<<<<
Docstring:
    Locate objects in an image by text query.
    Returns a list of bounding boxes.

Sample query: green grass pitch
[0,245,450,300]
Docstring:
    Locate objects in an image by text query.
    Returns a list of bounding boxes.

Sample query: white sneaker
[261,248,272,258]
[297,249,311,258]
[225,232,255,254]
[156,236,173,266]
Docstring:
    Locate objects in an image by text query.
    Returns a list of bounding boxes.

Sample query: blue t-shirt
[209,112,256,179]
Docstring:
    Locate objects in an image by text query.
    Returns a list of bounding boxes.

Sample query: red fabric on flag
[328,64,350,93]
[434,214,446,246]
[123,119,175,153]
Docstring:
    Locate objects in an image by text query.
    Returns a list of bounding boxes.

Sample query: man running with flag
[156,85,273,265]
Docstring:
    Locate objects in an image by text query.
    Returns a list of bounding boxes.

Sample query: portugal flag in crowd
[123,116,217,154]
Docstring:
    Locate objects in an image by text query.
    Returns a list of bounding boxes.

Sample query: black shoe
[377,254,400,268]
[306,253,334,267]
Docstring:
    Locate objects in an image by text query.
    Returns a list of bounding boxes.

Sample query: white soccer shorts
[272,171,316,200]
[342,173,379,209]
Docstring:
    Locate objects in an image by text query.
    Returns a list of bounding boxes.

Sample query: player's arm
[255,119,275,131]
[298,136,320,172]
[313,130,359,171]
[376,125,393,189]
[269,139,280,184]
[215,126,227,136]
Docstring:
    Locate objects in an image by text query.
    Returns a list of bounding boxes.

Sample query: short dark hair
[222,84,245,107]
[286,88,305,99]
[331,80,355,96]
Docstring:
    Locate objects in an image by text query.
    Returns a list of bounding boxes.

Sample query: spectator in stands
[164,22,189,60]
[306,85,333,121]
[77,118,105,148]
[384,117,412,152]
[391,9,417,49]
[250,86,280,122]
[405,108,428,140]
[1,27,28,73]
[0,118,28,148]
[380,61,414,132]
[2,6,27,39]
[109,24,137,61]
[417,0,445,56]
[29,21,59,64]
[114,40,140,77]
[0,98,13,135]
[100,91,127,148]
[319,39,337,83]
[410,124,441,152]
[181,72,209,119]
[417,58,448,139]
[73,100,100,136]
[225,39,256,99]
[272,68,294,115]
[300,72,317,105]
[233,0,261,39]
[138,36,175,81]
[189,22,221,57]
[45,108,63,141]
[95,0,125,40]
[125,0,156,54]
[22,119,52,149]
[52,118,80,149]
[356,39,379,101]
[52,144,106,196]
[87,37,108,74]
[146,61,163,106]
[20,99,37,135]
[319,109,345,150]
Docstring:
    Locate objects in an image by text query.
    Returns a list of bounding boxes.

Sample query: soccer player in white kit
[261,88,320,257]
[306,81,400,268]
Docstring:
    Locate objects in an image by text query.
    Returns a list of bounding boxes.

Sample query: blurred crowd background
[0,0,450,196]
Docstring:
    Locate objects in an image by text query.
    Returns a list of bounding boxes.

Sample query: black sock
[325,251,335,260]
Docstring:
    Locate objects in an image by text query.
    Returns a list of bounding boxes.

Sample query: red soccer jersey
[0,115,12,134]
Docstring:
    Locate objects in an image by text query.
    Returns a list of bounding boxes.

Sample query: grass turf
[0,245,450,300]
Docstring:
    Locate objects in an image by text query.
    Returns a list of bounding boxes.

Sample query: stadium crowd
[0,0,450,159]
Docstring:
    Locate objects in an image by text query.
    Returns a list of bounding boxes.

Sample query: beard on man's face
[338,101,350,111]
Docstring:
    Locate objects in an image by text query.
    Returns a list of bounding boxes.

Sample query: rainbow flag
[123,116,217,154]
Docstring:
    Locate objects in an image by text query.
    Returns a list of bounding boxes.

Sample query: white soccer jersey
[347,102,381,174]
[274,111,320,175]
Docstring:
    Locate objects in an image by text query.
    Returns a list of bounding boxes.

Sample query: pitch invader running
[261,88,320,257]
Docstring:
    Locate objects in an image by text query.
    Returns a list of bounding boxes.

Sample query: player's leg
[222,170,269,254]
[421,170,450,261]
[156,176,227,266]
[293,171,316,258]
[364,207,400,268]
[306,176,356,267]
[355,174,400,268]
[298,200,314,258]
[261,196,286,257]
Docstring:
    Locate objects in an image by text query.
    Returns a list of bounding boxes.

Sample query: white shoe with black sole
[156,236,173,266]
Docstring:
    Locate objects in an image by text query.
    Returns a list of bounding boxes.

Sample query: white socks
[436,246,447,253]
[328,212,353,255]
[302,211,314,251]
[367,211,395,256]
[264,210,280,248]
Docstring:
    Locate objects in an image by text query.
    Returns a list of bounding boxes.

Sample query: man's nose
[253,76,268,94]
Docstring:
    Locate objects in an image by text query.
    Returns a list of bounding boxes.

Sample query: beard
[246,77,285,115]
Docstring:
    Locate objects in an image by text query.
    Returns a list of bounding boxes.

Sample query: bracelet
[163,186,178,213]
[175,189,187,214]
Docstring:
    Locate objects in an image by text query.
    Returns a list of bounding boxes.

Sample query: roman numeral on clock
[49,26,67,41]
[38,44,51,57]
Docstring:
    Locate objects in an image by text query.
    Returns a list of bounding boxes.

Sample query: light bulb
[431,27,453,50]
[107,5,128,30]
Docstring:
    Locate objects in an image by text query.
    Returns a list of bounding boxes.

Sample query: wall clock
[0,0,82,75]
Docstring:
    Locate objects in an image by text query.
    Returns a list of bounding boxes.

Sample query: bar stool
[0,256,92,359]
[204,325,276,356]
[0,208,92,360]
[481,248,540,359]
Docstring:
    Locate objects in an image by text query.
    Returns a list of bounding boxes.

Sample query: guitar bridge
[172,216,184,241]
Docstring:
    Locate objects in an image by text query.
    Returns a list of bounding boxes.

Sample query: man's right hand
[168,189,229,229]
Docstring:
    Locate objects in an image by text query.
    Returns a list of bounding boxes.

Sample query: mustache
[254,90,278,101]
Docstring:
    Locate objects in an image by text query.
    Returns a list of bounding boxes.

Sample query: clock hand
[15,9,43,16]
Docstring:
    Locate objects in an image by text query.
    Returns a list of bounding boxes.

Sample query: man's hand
>>>>
→ **To be done**
Reproduce all of the records above word for word, line by line.

→ **Result below**
Docstring:
    Locate objects in an image by text query.
    Returns a list of bounding boxes.

Sample query: green grass pitch
[0,245,450,300]
Docstring:
    Locate objects in an image by text query.
    Returns a list of bounding boxes.

Sample query: white sneaker
[261,248,272,258]
[297,249,311,258]
[225,232,255,254]
[156,236,173,266]
Docstring:
    Locate objects in an image by text query.
    Returns a list of bounding boxes.

Sample query: blue t-shirt
[209,112,256,179]
Docstring:
    Locate objects in an image by text query.
    Returns a list of bounding boxes.

Sample query: red fabric on flag
[328,64,350,93]
[434,214,446,246]
[123,119,175,153]
Docstring:
    Locate objects in an image by text query.
    Returns a list of bounding boxes.

Sample query: man running with flag
[156,85,273,265]
Docstring:
    Locate objects in an image by text query.
    Returns a list of bounding boxes.

Sample query: portugal flag in crowd
[123,116,217,154]
Docstring:
    Locate objects in an image by text query.
    Returns a list of bounding boxes.

Sample query: black shoe
[377,254,400,268]
[306,253,334,267]
Docstring:
    Locate objects in an image by text query.
    Returns a list of bounding boxes.

Sample query: white soccer shorts
[272,171,316,200]
[342,173,379,209]
Docstring:
    Locate objects in an image by text query.
    Returns a list of bounding boxes.

Sample query: player's arm
[255,119,275,131]
[298,136,320,172]
[313,130,359,171]
[376,125,393,189]
[269,139,280,184]
[215,126,227,136]
Docstring:
    Locate objects in an image by text query.
    Returns a list of bounding boxes.

Sample query: short dark hair
[222,84,245,107]
[286,88,305,99]
[331,80,355,96]
Docstring:
    Locate objects in an image by text query.
    Returns a list of bounding boxes.

Sample query: spectator in stands
[164,22,189,60]
[306,85,333,121]
[77,118,105,148]
[384,117,412,152]
[391,9,417,49]
[250,86,280,122]
[405,108,428,140]
[1,27,28,73]
[0,118,28,148]
[380,61,414,132]
[2,6,27,39]
[109,24,137,61]
[417,0,445,56]
[29,21,59,64]
[114,40,140,77]
[0,98,13,135]
[100,91,127,148]
[319,39,337,83]
[410,124,441,152]
[181,72,209,119]
[417,58,448,139]
[73,100,100,136]
[225,39,256,99]
[272,68,294,115]
[300,72,317,105]
[233,0,261,39]
[138,36,175,81]
[189,22,221,57]
[45,108,63,141]
[95,0,125,40]
[125,0,156,54]
[22,119,52,149]
[52,118,80,149]
[356,39,379,101]
[52,144,106,196]
[87,37,108,74]
[146,61,163,106]
[20,99,37,135]
[319,109,345,150]
Docstring:
    Locate objects in an image by text query.
    Returns a list of bounding boxes.

Sample query: soccer player in white kit
[261,88,320,257]
[306,81,400,268]
Docstring:
    Locate objects in an image by text query.
    Returns a list of bounding boxes.

Sample query: blurred crowd background
[0,0,450,196]
Docstring:
    Locate objects in an image by text query.
    Returns a list of bounding boxes.

Sample query: black sock
[325,251,335,260]
Docstring:
    Locate objects in an image by text query.
    Returns a list of bounding boxes.

Sample query: red soccer jersey
[0,115,12,134]
Docstring:
    Locate objects in an image by text query.
    Returns a list of bounding boxes.

Sample query: grass turf
[0,245,450,300]
Docstring:
    Locate objects in an image by text query.
    Returns a list of bounding boxes.

Sample query: stadium crowd
[0,0,450,159]
Docstring:
    Locate objects in an image by text query.
    Returns a list of bounding boxes.

Sample query: beard on man's face
[338,101,350,111]
Docstring:
    Locate objects in an image by text query.
    Returns a list of bounding boxes.

Sample query: rainbow flag
[123,116,217,154]
Docstring:
    Locate objects in an image by text query.
    Returns a list of bounding boxes.

Sample query: white soccer jersey
[347,102,381,174]
[274,111,320,175]
Docstring:
    Locate objects in an image by text query.
    Returns a list of bounding boxes.

Sample query: pitch invader running
[261,88,320,257]
Docstring:
    Locate objects in an image by text query.
    Returns a list of bounding boxes.

Sample query: player's leg
[222,170,269,254]
[421,170,450,261]
[156,176,227,266]
[293,171,316,258]
[364,207,400,268]
[306,176,356,267]
[355,174,400,268]
[298,200,314,258]
[261,196,286,257]
Docstring:
    Locate objects in an image by text query.
    Returns a list of bounding boxes.

Sample query: white shoe with black sole
[156,236,173,266]
Docstring:
    Locate objects in an image by text query.
    Returns a list of bounding boxes.

Sample query: white socks
[436,246,447,253]
[328,212,353,255]
[302,211,314,251]
[367,211,395,256]
[264,210,280,248]
Docstring:
    Locate objects in an image by text query.
    Returns a list of bounding boxes.

Sample query: man's nose
[253,76,268,94]
Docstring:
    Locate objects in an image by text query.
    Returns a list of bounding boxes.

Sample query: beard
[246,77,285,115]
Docstring:
    Locate objects in an image by text query.
    Returns a list of bounding boxes.

Sample query: bracelet
[163,186,178,213]
[175,189,187,214]
Docstring:
    Locate objects in an image by text query.
    Returns a list of bounding boxes.

Sample query: roman numeral on clock
[49,26,67,41]
[38,44,51,57]
Docstring:
    Locate objects in an image by text query.
    Returns a list of bounding boxes.

Sample query: light bulb
[431,27,453,50]
[107,5,128,30]
Docstring:
    Locate objects in an image by text query.
    Returns a list of bounding boxes.

Sample query: wall clock
[0,0,82,75]
Docstring:
    Locate objects in an image by text query.
    Returns a list of bounding boxes.

Sample query: bar stool
[0,256,92,359]
[204,325,276,356]
[0,208,92,360]
[481,248,540,359]
Docstring:
    Locate objects in an image by text query.
    Returns a list of bounding boxes.

Sample query: guitar bridge
[172,216,184,241]
Docstring:
    Locate objects in an image by text query.
    Returns a list of bounding boxes.

Sample query: man's right hand
[168,189,229,229]
Docstring:
    Locate objects in an image by text query.
    Returns a list of bounding boxes.

Sample query: mustache
[254,90,278,101]
Docstring:
    Locate objects in an image by text query.
    Returns a list of bounding boxes.

Sample query: clock hand
[15,9,43,16]
Docstring:
    Locate objects in an image by text query.
    Returns a list of bounding boxes.

Sample query: man's hand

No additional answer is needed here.